In March 1967, Zhao Jianmin, then provincial secretary of the Communist Party in Yunnan, suggested to Kang Sheng in person that the Chinese Communist Party (CCP) should resolve the issues of Cultural Revolution in a democratic manner, but receiving no immediate response from the latter. However, Kang Sheng (then head of the party's internal intelligence agency of the Central Social Affairs Department) wrote a secret report on Zhao to Mao Zedong afterwards, claiming that Zhao opposed the Central Committee of CCP, Chairman Mao and the Cultural Revolution.

In August 1967, Mao Zedong as well as the Central Committee of CCP approved that the national and local media may publicly criticize "capitalist roaders" among the top provincial officials in China. A total of 55 high-ranking officials were criticized, including Zhao Jianmin.

In 1968, Zhao Jianmin was branded by Kang Sheng and his allies as "a spy of Kuomintang (KMT)" as well as "traitor", and was regarded as one of the "local proxies" of Liu Shaoqi, the President of China who was persecuted to death in 1969 as a "traitor" and "capitalist roader". Zhao was subsequenrly imprisoned for 8 years.

************

# Required actions
**A.** According to the passage on Zhao Jianmin, how many high-ranking officials were criticized after the August 1967 approval?
**B.** Pick up the passage on Zhao Jianmin after its final sentence and continue it.
The rows that come next were drawn from a separate source.

[Entries drawn from a collection]
************

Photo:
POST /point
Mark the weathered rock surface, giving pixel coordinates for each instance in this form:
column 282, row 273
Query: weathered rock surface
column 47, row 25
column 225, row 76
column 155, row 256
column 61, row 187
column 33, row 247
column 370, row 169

************

# Answers per task
**A.** A total of 55 high-ranking officials were criticized.

**B.**
At the same time, a massive search and purge of members of the fabricated "Zhao Jianmin KMT Spy Agency in Yunnan" was carried out, resulting in the arrest and persecution of more than 1.38 million civilians and officials. Tan Furen, a lieutenant general in the People's Liberation Army, was appointed by Mao Zedong and the Central Committee of CCP to take charge of the purge.

== Aftermath ==
On December 17, 1970, Tan Furen and his wife were assassinated.

After the Cultural Revolution, Zhao Jianmin was officially rehabilitated during the "Boluan Fanzheng" period and subsequently became a vice director of the Third Ministry of Machine Building.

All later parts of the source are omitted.